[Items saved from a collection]
————
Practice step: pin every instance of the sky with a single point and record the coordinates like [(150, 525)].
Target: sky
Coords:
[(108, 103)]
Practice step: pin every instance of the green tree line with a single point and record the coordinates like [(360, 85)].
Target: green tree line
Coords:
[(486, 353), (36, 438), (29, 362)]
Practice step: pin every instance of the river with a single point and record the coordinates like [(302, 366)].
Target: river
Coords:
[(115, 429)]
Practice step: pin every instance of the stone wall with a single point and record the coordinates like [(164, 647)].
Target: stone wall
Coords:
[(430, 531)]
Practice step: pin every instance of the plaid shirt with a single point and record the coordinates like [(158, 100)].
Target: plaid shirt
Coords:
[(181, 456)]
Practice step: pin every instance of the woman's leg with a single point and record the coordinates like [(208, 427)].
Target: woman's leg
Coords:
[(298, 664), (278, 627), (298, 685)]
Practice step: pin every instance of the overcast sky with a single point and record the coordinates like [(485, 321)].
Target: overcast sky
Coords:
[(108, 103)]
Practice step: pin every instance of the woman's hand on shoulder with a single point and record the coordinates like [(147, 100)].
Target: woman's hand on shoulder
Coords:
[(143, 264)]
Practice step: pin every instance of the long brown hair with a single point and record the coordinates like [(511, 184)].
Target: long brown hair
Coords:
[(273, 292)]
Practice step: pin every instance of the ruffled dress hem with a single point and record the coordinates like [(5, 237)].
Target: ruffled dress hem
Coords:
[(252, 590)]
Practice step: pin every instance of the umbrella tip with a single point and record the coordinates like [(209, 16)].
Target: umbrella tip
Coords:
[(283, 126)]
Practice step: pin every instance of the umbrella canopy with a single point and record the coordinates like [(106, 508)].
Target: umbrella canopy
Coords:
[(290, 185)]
————
* _Request_:
Rewrite all of the material with every "Target" changed to "Label", keeping everything else the same.

* _Task result_:
Practice step: pin every instance of the sky with a single point and record the coordinates like [(150, 525)].
Label: sky
Coords:
[(108, 103)]
Practice step: pin every instance of the green tree line with a single point and record the coordinates like [(360, 85)].
Label: green tree line
Coords:
[(486, 353), (36, 438), (29, 362)]
Practice step: pin every instance of the river with a single point and record the coordinates like [(302, 366)].
Label: river
Coords:
[(115, 429)]
Practice step: pin every instance of the stone wall with a single point and record the coordinates like [(164, 647)].
Label: stone wall
Coords:
[(430, 531)]
Practice step: pin every instance of the plaid shirt with a single point and record the coordinates like [(158, 100)].
Label: plaid shirt
Coords:
[(181, 456)]
Practice step: pin every instance of the woman's leg with a single point and record the coordinates like [(208, 427)].
Label: woman's leg
Coords:
[(298, 664), (278, 627), (298, 685)]
Practice step: pin every instance of the overcast sky with a single point and record the coordinates like [(485, 321)].
Label: overcast sky
Coords:
[(108, 103)]
Practice step: pin every instance of the woman's hand on shoulder with a single point and record the coordinates like [(147, 100)].
Label: woman's hand on shoulder
Coords:
[(143, 264)]
Practice step: pin every instance of the long brown hair with a single point and record the coordinates like [(511, 184)].
Label: long brown hair
Coords:
[(273, 292)]
Practice step: pin every instance of the ruffled dress hem with a single point and record the coordinates like [(5, 237)].
Label: ruffled dress hem
Coords:
[(252, 590)]
Practice step: pin every instance of the umbrella tip with a single point and record the coordinates like [(209, 16)].
Label: umbrella tip
Coords:
[(283, 126)]
Practice step: pin every instance of the umbrella canopy with a single point and record the coordinates like [(106, 508)].
Label: umbrella canopy
Coords:
[(290, 185)]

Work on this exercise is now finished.